**SUPPLIED MATERIAL:**
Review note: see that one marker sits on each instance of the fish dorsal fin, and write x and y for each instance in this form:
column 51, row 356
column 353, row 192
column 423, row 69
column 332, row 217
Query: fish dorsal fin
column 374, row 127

**TASK DESCRIPTION:** Write out the listing above line by line, changing no character.

**COMPLETED TASK:**
Review note: see that one marker sits on each instance of the fish dorsal fin, and write x and y for each instance in this form:
column 51, row 356
column 353, row 192
column 423, row 69
column 332, row 217
Query: fish dorsal fin
column 374, row 127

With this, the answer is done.